**** Excerpted data

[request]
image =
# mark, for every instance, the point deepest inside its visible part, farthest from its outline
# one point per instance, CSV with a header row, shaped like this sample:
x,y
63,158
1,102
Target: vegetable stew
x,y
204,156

********

Rewrite the rows above, replacing "instance" with "item" and leaving everything else unchanged.

__Written response__
[request]
image =
# mark, for every item, the point deepest inside its visible part, farthest from its outline
# one point per item, CSV with a header row, shaped like this sample:
x,y
63,158
1,102
Target: vegetable stew
x,y
204,156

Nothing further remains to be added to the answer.